> **EXERCISE DESCRIPTION**
In the material below, find the line with "Query: bird's yellow beak" and the line with "Query: brown wing feather", then output those two lines and every line between them, exactly.

> **EXTRACTED INFORMATION**
● ● ●
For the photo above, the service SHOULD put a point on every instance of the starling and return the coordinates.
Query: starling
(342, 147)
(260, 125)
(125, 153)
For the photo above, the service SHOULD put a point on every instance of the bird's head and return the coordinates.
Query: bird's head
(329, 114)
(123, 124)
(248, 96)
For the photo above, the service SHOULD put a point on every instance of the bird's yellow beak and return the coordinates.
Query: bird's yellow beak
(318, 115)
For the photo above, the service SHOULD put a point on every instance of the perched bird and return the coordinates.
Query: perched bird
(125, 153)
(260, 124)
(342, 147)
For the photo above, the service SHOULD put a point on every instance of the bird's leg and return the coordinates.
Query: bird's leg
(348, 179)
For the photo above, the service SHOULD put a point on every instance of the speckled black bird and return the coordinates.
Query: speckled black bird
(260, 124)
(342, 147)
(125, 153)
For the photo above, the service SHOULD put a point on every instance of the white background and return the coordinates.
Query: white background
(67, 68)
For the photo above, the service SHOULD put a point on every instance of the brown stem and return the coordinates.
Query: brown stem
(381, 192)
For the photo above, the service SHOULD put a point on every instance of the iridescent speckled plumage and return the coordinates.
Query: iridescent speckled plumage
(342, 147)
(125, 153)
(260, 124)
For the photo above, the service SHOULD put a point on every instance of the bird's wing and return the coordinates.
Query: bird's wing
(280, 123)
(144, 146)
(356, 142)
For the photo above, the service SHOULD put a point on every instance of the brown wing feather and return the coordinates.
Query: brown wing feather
● ● ●
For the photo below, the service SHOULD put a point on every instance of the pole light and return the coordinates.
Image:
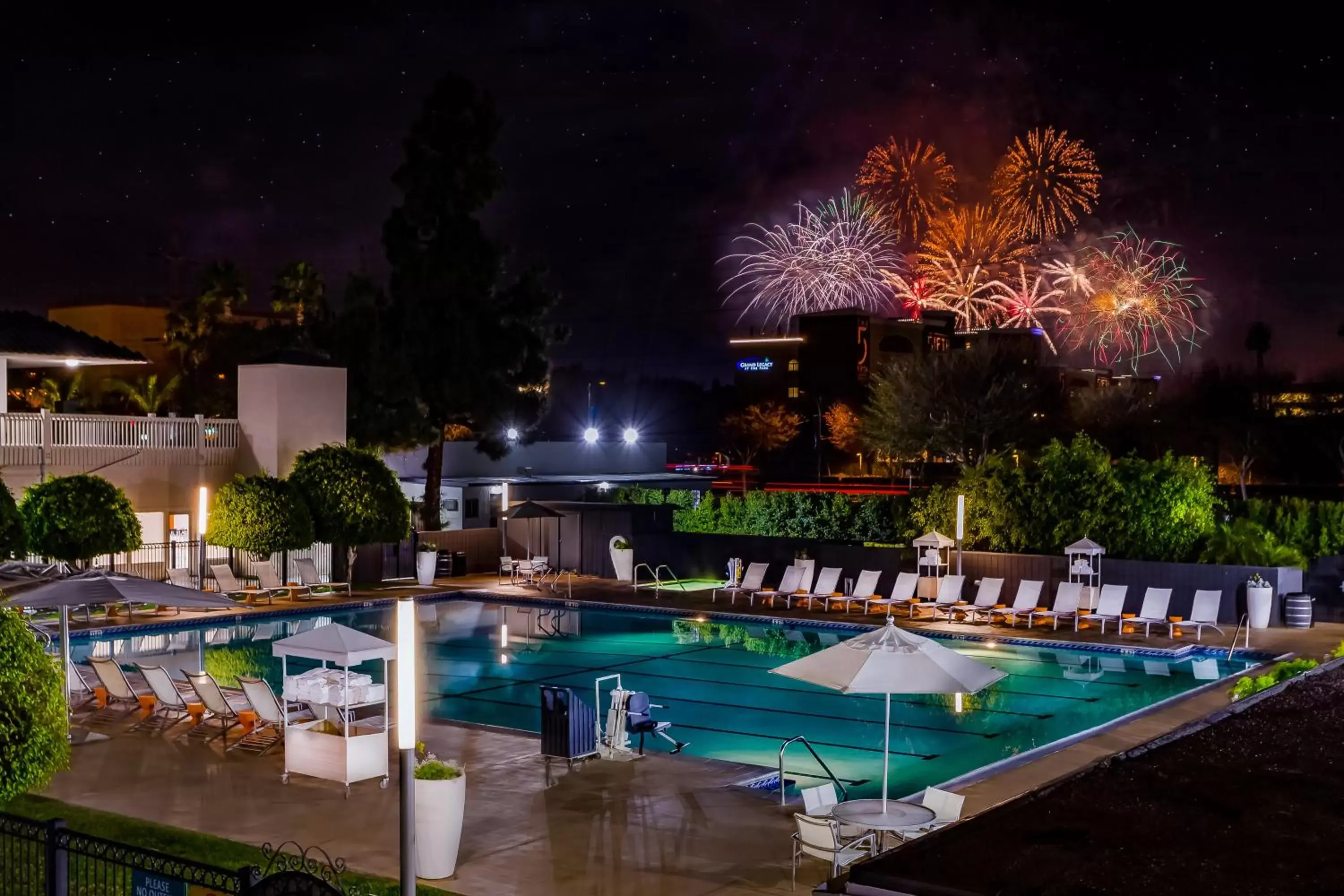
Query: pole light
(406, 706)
● ● ●
> **REPLY**
Query: bird's yellow beak
(318, 115)
For the photo above, the service SHOULD put a point on every instance of the perched bird and return the coordinates.
Query: perched bird
(125, 153)
(260, 124)
(342, 147)
For the photo above, the service SHOULD put a point on every instance of the bird's leg and return the coordinates.
Query: bird's leg
(348, 179)
For the photo above, the service SHOULD put a point on every instance of the speckled black bird and return the coordinates.
Query: speckled black bird
(260, 124)
(342, 147)
(125, 153)
For the photo above, the service SHOULD put a point on every instance of the white background and return the coordinates.
Query: white background
(67, 68)
For the photo above, the service SHOULD put a point on every instance of the brown stem and return the coordinates.
Query: brown stem
(381, 192)
For the photo above, the service SHOULD put a point on every instance of the iridescent speckled plumage and return the coordinates.
Query: iridescent speckled plumage
(342, 147)
(125, 153)
(260, 124)
For the photo above, the service SHOULD put a point on every instance of the bird's wing and return the coordinates.
Query: bird's wing
(280, 123)
(144, 146)
(356, 142)
For the photo above, the service SHOULD put a point on every instance of the brown wing feather and return the coordinates.
Query: brown wing feather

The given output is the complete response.